Dokumenttext ▸
Gentoo: Einfach "emerge mc" eingeben.
Alle anderen Distributionen: Klick 

Das Paket installiert man dann mit: "rpm -ivh PAKETNAME" (Unter Debian und Gentoo ist dieser Schritt nicht mehr notwendig)
------------------------------------------------------- 

----------------------------------------------------------
*1.4 Die server.ini* 
----------------------------------------------------------
[Main Config]
*BoundToIp1* - Werte 0.0.0.1 bis 255.255.255.255 - Standardwert: leer - Wenn der Server mehrere IP-Adressen "besitzt" kann TeamSpeak dort einer IP zugewiesen werden.
*ExternalIPDetection* - Werte 0 oder 1 - Standardwert: 1 - Diese Funktion sollte auf 1 bleiben, da der TeamSpeak-Server sich dadurch selbst die auf den Server verweisende IP "besorgt".

Aufgaben ▸
A. Nenne alle Ausdrücke, die in der TeamSpeak-Anleitung in Anführungszeichen stehen.
B. Stimmen diese Aussagen mit der TeamSpeak-Anleitung überein? (i) Unter Gentoo entfällt der Installationsschritt mit rpm. (ii) Der Standardwert von BoundToIp1 ist 0.0.0.1. (iii) ExternalIPDetection sollte auf 0 gesetzt werden.
C. Schreibe die TeamSpeak-Anleitung nach ihrem letzten Satz weiter.
Das Material hat hiermit nichts zu tun.

Material ▸
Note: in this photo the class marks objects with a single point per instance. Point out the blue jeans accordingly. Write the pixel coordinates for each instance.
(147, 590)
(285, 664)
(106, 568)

Lösungen ▸
A. "emerge mc", "rpm -ivh PAKETNAME", "besitzt", "besorgt"

B.
(i) Ja: "Unter Debian und Gentoo ist dieser Schritt nicht mehr notwendig"
(ii) Nein: "Standardwert: leer"
(iii) Nein: "Diese Funktion sollte auf 1 bleiben"

C.
*HTTPServer Port* -  Werte: 1 bis 65535 - Standardwert: 14534 - Dies ist der Port zum WebInterface von TeamSpeak. 
*HTTPServer Enabled* - Werte: 0 oder 1 - Standartwert: 1 - Diese Funktion bestimmt, ob das WebInterface an oder ausgeschaltet sein soll. 
*DateTimeFormat* - Werte: Beliebig vertauschbar - Standardwert: dd-mm-yyyy hh:nn:ss - Die Zeitangabe für TeamSpeak 
*TCPQueryPort* - Werte: 1 bis 65535 - Standardwert: 51234 - Legt den Port zum Zugriff auf den Server per Telnet fest (Fortgeschrittene).
*AllowedClientNameChars* - Werte: A-Z + Sonderzeichen - Standardwert: leer - Die erlaubten Buchstaben/Zeichen im Nicknamen der Clients, die auf den Server Connecten (Sinnvoller ist die nächste Einstellung).
*DisAllowedClientNameChars* - Werte: A-Z + Sonderzeichen - Standardwerte: ()[]{} - Die Buchstaben/Zeichen die *nicht* im Nicknamen der Clients vorkommen dürfen.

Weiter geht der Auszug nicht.